- _DATA SHOWN_:
────────────────────

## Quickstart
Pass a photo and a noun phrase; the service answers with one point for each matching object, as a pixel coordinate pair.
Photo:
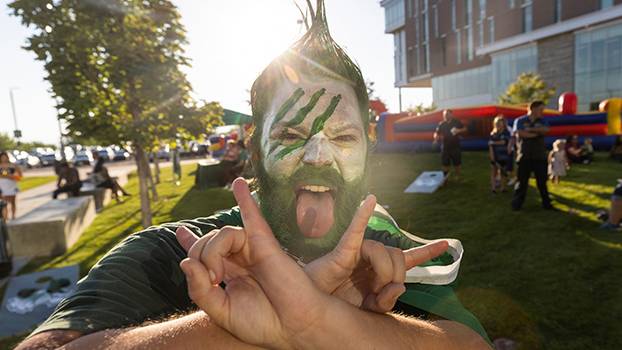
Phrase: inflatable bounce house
(405, 132)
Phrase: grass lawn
(549, 280)
(34, 181)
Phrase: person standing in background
(9, 175)
(449, 131)
(531, 155)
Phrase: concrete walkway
(35, 197)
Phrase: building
(469, 51)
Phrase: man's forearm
(347, 327)
(193, 331)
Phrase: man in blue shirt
(529, 131)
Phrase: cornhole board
(29, 299)
(427, 182)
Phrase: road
(33, 198)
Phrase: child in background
(558, 163)
(587, 151)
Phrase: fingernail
(184, 267)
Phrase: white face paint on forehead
(289, 141)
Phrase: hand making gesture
(268, 299)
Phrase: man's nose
(317, 152)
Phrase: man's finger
(388, 296)
(384, 301)
(419, 255)
(353, 237)
(185, 237)
(252, 218)
(376, 254)
(229, 240)
(209, 297)
(399, 264)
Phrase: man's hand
(366, 273)
(268, 301)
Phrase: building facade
(469, 51)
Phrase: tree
(115, 72)
(421, 108)
(528, 87)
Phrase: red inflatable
(568, 103)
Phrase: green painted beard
(278, 205)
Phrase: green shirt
(140, 280)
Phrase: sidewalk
(35, 197)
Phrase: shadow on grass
(548, 280)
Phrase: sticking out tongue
(314, 213)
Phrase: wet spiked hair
(316, 54)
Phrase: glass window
(453, 15)
(558, 10)
(507, 65)
(527, 16)
(399, 42)
(426, 36)
(598, 64)
(435, 9)
(468, 13)
(482, 10)
(480, 33)
(457, 88)
(394, 15)
(470, 50)
(458, 47)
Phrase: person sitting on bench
(68, 180)
(102, 178)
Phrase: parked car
(163, 153)
(47, 159)
(24, 159)
(121, 154)
(106, 153)
(83, 157)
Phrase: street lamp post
(16, 133)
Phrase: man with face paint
(305, 264)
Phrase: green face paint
(287, 150)
(318, 123)
(304, 111)
(289, 103)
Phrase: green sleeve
(443, 302)
(137, 280)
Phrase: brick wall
(556, 63)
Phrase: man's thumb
(185, 237)
(209, 297)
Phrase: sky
(230, 42)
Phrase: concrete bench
(52, 228)
(102, 196)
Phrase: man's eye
(344, 138)
(288, 136)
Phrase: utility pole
(16, 133)
(62, 143)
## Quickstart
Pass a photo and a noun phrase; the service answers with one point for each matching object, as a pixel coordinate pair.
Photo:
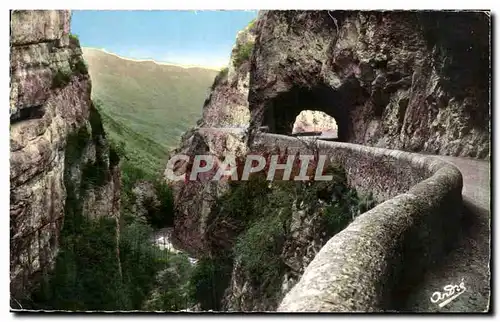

────────────────────

- _WORK INSTRUCTION_:
Copy the listing above verbatim, leaving out pictures.

- _EXERCISE SOLUTION_:
## Quickstart
Pass a photo and a noun phrase; the service answers with one point for each matching object, as a pixel coordinate pair.
Photo:
Phrase: inflatable bounce house
(405, 132)
Phrase: grass lawn
(549, 280)
(34, 181)
Phrase: person standing in background
(9, 175)
(449, 131)
(531, 155)
Phrase: concrete walkway
(35, 197)
Phrase: building
(469, 51)
Phrase: man's forearm
(347, 327)
(193, 331)
Phrase: man in blue shirt
(529, 131)
Phrase: cornhole board
(29, 299)
(427, 182)
Phrase: road
(33, 198)
Phrase: child in background
(558, 163)
(587, 151)
Phrase: fingernail
(184, 267)
Phrase: white face paint on forehead
(289, 141)
Phrase: hand making gesture
(268, 299)
Phrase: man's nose
(317, 152)
Phrase: man's finger
(388, 296)
(384, 301)
(419, 255)
(353, 237)
(185, 237)
(252, 218)
(376, 254)
(229, 240)
(209, 297)
(399, 264)
Phrase: man's hand
(366, 273)
(268, 301)
Phrase: building facade
(469, 51)
Phrase: tree
(115, 72)
(421, 108)
(528, 87)
Phrase: red inflatable
(568, 103)
Phrase: green painted beard
(278, 205)
Phrase: green shirt
(140, 280)
Phrase: sidewalk
(35, 197)
Phrase: shadow on grass
(548, 280)
Phrase: sticking out tongue
(314, 213)
Phrase: wet spiked hair
(316, 54)
Phrase: glass window
(453, 15)
(558, 10)
(507, 65)
(527, 16)
(399, 42)
(426, 36)
(598, 64)
(435, 9)
(468, 13)
(482, 10)
(480, 33)
(457, 88)
(394, 15)
(470, 50)
(458, 47)
Phrase: person sitting on bench
(68, 180)
(102, 178)
Phrase: parked car
(163, 153)
(47, 159)
(24, 159)
(121, 154)
(106, 153)
(83, 157)
Phrase: street lamp post
(16, 133)
Phrase: man with face paint
(305, 264)
Phrase: green face paint
(287, 150)
(318, 123)
(304, 111)
(289, 103)
Phrase: green sleeve
(443, 302)
(137, 280)
Phrase: brick wall
(556, 63)
Phrase: man's thumb
(185, 237)
(209, 297)
Phrase: sky
(230, 42)
Phrase: concrete bench
(52, 228)
(102, 196)
Phrase: man's eye
(344, 138)
(288, 136)
Phrase: utility pole
(16, 133)
(62, 143)
## Quickstart
Pass a photo and a noun phrase; the service answers with one point for each matching object, as a pixel coordinate pair.
Photo:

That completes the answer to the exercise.